Entries from a pointing dataset:
-- BEGIN --

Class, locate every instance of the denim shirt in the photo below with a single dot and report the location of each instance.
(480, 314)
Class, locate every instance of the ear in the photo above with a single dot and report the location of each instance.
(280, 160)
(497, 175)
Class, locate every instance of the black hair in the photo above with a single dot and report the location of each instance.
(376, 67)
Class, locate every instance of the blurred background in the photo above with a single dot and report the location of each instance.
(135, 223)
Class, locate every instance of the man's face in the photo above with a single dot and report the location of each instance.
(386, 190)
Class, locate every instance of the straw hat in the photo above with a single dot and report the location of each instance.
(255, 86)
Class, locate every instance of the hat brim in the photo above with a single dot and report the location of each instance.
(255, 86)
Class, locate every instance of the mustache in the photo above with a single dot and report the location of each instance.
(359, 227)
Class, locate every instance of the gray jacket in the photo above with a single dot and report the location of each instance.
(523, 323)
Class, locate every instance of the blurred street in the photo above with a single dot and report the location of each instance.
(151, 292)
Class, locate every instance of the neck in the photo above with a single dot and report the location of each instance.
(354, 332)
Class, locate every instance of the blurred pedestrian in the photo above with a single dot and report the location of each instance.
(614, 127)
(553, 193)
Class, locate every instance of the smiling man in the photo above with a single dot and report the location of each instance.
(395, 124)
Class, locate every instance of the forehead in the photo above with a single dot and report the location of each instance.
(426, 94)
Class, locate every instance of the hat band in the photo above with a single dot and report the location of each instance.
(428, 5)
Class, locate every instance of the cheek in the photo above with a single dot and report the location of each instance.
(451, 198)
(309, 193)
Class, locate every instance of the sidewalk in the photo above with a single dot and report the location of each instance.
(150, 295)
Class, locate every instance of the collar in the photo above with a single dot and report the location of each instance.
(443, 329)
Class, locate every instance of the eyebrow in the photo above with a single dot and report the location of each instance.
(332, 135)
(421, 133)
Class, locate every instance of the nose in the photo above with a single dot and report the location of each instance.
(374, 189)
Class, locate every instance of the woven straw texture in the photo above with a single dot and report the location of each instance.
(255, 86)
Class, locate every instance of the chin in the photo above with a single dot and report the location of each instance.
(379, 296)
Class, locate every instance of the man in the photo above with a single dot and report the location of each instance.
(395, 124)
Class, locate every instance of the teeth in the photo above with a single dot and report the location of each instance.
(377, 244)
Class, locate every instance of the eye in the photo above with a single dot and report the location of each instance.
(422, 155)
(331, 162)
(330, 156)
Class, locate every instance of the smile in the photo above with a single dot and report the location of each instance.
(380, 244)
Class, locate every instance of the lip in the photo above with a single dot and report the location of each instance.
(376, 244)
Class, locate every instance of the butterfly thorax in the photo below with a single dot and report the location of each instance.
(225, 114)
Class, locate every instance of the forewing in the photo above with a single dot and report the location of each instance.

-- END --

Reproduce the material above exactly; please quote every line of it.

Class, locate every instance of the denim shirt in the photo below with a single dot and report the location of each instance.
(480, 314)
Class, locate every instance of the ear in the photo above with a single dot and report the location of each instance.
(280, 160)
(497, 175)
Class, locate every instance of the black hair in the photo above with a single dot and report the location of each instance.
(376, 67)
Class, locate every instance of the blurred background in the photo above with a single dot and report the location of each instance.
(135, 223)
Class, locate every instance of the man's face in the photo above with a single dot and report the location of each instance.
(386, 190)
Class, locate every instance of the straw hat in the photo above with a single dot and report the location of each instance.
(255, 86)
Class, locate every instance of the hat brim in the photo above with a single dot and report the location of each instance.
(255, 86)
Class, locate every instance of the mustache in the photo above with a single dot and report the location of each instance.
(359, 227)
Class, locate every instance of the gray jacket in the photo above with a single dot and report the location of each instance.
(523, 323)
Class, locate every instance of the blurred street in the photo above with a single dot and report the location of each instance.
(151, 292)
Class, locate every instance of the neck in the photo above with a single dot and report the location of each instance.
(354, 332)
Class, locate every instance of the blurred pedestrian in the photo above with a single dot and report the location of each instance.
(614, 127)
(553, 193)
Class, locate every instance of the smiling man in the photo above with a single dot and report the location of each instance.
(395, 124)
Class, locate every instance of the forehead in the photo above with a single dot and report the location of each instance.
(426, 94)
Class, locate every instance of the hat band in the photo above with a single dot and report the location of each instance.
(428, 5)
Class, locate every instance of the cheek in the photo above with a single dot and report the location of each instance.
(451, 198)
(309, 193)
Class, locate every instance of the sidewalk in the photo above with a single dot and report the location of each instance.
(150, 295)
Class, locate every instance of the collar in the photo above with a single dot and report the location of each instance.
(443, 329)
Class, locate every instance of the eyebrow in the photo above with a single dot and report the location of each instance.
(332, 135)
(421, 133)
Class, locate every instance of the nose in the photo above with a single dot and report the location of each instance.
(374, 189)
Class, locate every instance of the woven straw texture in the photo above with a single dot and report the location of each instance.
(255, 86)
Class, locate every instance of the chin in the photo above with a single dot and report the location of each instance.
(379, 296)
Class, locate every instance of the man in the photo above with a single dot and report the location of each instance.
(395, 124)
Class, locate every instance of the teeth in the photo above with a single dot and report the location of each instance.
(377, 244)
Class, locate every instance of the eye in the photo above with a single dot and report the location of each instance.
(422, 155)
(331, 162)
(330, 156)
Class, locate every instance of the smile in the photo above with a single dot and report the location of each instance.
(380, 244)
Class, locate every instance of the lip in the photo above with a single dot and report the location of each instance.
(376, 244)
Class, locate every instance of the butterfly thorax in the photo below with a single dot and report the location of each instance.
(225, 114)
Class, locate every instance of the forewing in the photo above with a single dot and report the location of each instance.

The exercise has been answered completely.